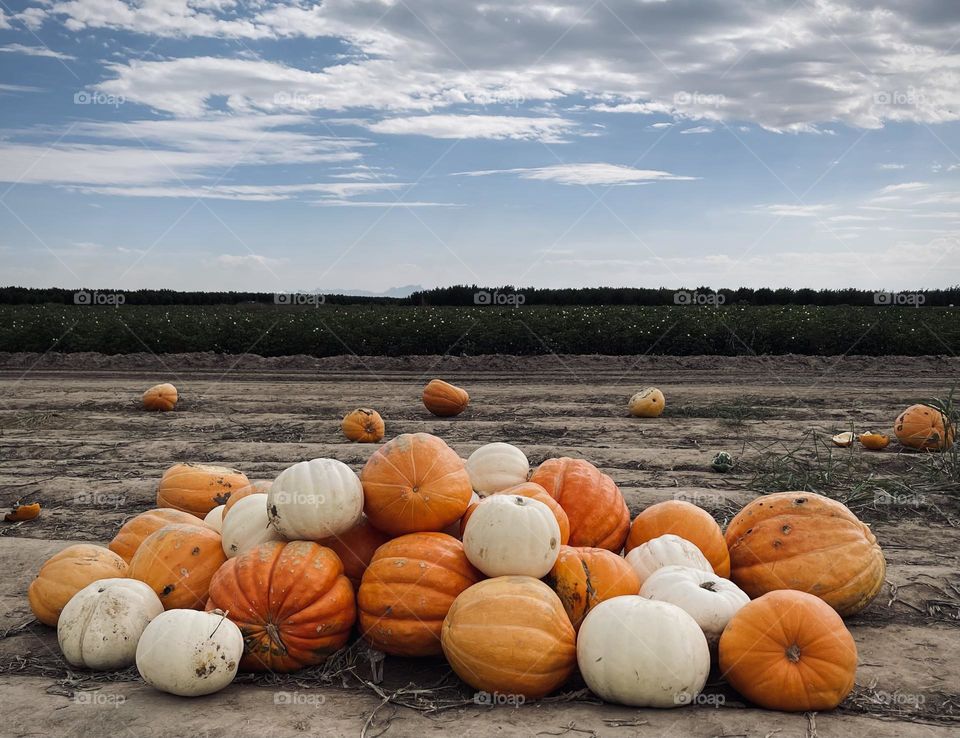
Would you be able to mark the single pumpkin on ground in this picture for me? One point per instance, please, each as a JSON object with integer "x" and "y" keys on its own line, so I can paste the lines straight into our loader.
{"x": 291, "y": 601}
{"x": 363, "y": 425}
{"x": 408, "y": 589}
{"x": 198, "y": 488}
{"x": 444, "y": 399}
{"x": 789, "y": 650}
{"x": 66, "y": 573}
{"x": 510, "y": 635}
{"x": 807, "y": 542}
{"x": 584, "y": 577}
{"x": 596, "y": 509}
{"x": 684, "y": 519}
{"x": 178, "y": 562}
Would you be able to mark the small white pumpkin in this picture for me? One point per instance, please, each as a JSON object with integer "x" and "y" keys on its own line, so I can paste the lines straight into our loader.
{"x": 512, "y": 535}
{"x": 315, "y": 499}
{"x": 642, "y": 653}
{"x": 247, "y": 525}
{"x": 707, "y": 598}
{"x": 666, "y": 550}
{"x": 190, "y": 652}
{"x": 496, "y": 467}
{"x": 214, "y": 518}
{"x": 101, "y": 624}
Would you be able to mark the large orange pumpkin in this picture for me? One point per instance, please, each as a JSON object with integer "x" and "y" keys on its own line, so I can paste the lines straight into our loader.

--

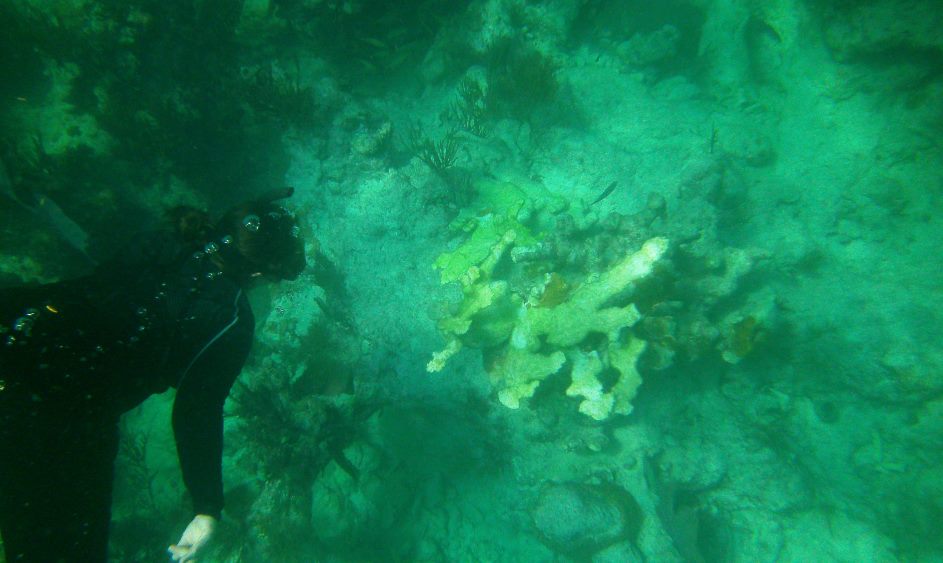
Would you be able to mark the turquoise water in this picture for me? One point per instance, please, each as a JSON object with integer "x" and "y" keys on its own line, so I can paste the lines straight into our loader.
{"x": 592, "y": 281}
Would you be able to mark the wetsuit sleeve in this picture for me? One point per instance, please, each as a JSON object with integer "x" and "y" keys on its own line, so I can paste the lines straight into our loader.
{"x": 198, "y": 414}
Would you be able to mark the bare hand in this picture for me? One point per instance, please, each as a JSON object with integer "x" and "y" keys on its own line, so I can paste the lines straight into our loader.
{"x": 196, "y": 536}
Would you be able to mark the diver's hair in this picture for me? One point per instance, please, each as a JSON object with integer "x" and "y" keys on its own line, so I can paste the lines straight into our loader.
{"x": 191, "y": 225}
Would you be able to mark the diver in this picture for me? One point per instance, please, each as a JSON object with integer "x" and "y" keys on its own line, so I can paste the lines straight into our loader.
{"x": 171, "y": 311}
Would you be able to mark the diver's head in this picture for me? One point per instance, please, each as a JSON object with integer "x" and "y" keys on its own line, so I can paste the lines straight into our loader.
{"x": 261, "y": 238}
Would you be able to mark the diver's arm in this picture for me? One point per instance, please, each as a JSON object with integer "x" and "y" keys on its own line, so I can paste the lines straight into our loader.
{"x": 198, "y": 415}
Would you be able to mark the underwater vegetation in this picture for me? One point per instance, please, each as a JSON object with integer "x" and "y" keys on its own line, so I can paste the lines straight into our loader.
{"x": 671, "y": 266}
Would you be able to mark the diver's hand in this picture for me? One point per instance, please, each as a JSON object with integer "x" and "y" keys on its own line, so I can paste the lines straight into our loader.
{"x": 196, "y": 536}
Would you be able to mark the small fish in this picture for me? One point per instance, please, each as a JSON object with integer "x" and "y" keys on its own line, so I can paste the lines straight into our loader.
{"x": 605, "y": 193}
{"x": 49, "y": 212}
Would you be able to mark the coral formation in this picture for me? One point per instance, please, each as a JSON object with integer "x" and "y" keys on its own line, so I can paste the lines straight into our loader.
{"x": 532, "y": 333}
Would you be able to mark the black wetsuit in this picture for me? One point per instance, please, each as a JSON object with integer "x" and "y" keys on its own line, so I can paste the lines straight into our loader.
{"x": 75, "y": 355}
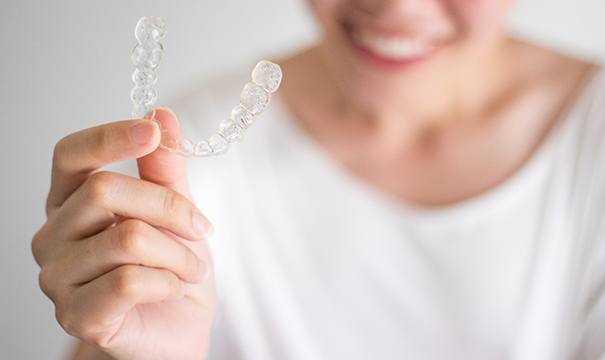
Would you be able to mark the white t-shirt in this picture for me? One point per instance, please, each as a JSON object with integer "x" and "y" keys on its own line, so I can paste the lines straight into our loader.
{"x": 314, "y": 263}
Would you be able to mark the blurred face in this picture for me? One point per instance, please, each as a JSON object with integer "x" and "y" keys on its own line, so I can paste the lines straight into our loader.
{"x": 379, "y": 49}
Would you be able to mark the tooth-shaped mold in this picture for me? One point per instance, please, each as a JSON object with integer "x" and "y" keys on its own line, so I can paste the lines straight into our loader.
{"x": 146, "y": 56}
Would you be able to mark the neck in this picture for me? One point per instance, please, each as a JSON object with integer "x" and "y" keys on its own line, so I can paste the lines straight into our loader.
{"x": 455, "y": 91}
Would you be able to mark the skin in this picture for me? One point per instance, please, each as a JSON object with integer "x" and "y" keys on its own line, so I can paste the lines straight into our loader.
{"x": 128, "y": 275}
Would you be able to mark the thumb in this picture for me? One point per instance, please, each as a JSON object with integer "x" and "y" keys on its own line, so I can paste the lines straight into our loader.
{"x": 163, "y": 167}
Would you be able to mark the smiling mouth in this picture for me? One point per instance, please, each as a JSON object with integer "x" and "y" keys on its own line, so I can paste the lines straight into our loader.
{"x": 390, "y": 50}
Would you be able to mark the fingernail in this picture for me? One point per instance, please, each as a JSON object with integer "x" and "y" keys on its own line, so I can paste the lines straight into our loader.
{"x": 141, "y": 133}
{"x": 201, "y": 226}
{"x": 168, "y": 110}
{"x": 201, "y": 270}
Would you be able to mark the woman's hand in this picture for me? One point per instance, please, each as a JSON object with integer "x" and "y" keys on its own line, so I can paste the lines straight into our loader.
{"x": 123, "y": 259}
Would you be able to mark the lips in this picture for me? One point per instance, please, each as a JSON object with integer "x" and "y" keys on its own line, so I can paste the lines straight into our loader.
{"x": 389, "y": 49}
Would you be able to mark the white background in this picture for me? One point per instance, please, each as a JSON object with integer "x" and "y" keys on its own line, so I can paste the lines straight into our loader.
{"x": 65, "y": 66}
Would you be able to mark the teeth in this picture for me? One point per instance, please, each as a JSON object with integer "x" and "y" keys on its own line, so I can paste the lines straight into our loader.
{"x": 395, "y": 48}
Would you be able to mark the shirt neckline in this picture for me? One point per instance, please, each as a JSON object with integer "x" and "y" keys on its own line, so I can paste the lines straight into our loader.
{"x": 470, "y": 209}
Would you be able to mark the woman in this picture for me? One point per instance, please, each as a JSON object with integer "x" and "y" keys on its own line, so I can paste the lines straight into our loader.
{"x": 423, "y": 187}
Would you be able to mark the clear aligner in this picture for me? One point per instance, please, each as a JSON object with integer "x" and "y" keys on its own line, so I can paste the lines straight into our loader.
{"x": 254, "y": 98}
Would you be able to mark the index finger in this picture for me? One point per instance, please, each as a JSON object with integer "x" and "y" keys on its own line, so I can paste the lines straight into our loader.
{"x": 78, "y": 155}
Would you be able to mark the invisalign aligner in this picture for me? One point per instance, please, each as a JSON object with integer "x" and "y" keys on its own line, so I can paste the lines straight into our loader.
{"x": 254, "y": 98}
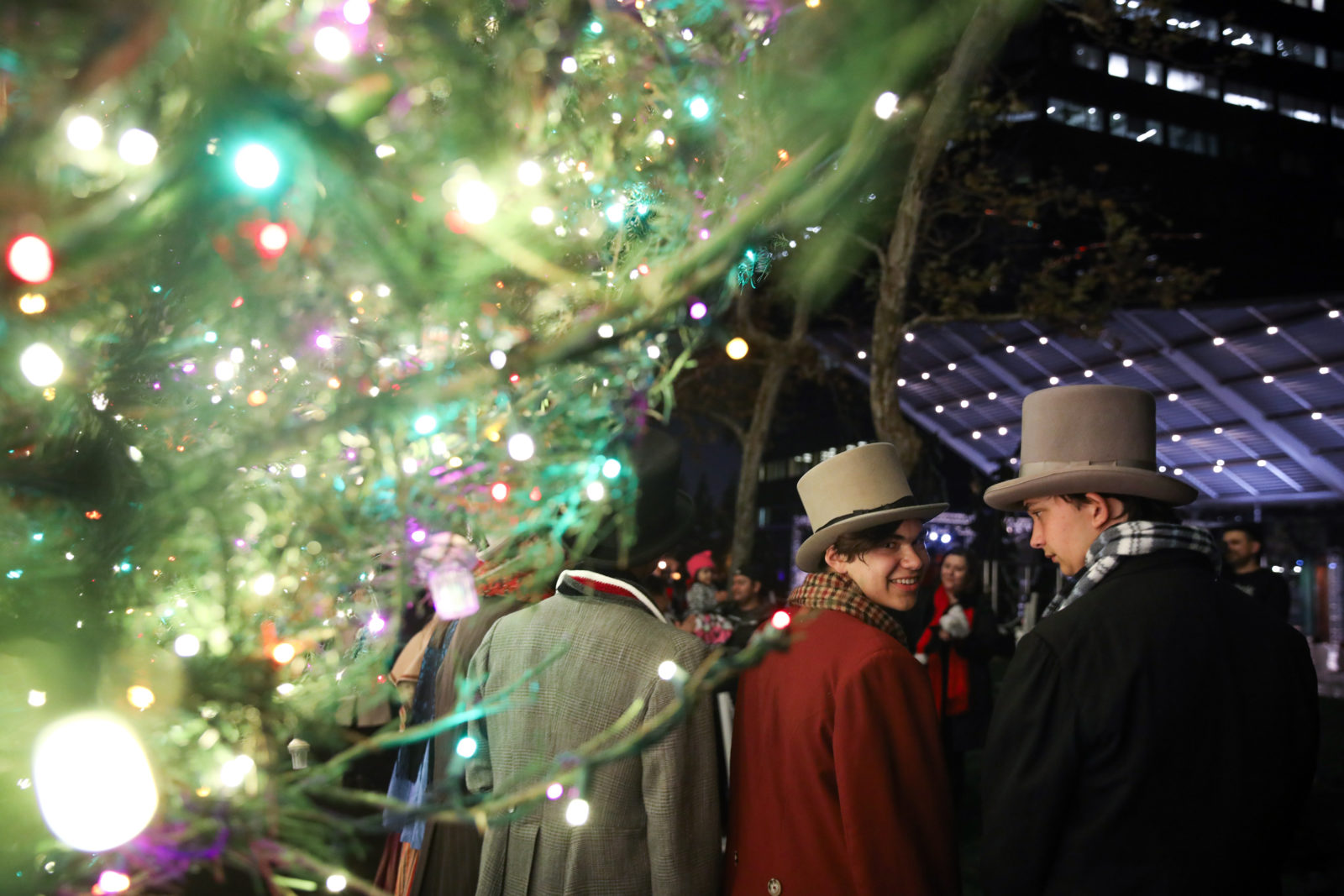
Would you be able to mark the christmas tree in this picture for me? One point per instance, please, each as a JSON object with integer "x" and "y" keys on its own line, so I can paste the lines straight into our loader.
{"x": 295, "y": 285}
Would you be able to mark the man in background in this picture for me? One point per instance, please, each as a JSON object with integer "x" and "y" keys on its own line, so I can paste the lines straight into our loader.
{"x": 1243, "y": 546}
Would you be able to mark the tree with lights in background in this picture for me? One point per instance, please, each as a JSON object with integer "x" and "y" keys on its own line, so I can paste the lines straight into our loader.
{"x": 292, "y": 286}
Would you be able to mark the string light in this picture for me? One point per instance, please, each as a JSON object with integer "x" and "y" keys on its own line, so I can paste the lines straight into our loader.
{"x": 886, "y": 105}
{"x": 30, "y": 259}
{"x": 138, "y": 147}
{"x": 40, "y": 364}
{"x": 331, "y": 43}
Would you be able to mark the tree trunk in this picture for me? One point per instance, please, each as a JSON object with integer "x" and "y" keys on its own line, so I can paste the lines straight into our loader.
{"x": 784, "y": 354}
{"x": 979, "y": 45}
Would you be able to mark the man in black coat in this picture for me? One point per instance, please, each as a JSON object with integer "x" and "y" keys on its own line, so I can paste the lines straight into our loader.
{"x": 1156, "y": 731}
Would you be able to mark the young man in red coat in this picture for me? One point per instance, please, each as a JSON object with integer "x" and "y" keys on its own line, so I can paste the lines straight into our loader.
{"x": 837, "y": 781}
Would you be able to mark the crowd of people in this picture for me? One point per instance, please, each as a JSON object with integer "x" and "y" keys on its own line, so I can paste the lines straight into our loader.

Task statement
In the listing above, find the line with "Would you be able to mark the small white" and the line with "Would you be able to mark the large", then print exactly those two lines and every line between them, and nothing more.

Answer space
Would you be able to mark the small white pumpkin in this picture for me? One point per instance, please, each as a JSON object with integer "x" and "y" keys on its own line, so I can paste the lines straight into our loader.
{"x": 512, "y": 535}
{"x": 315, "y": 499}
{"x": 642, "y": 653}
{"x": 247, "y": 525}
{"x": 707, "y": 598}
{"x": 666, "y": 550}
{"x": 190, "y": 652}
{"x": 496, "y": 467}
{"x": 214, "y": 518}
{"x": 101, "y": 624}
Would you be able to mark the large orange pumpkin in this picture for me? One point per instance, please, each as a JSON object with integer "x" and "y" keys on its own line, so I can paste the lines straight into our loader.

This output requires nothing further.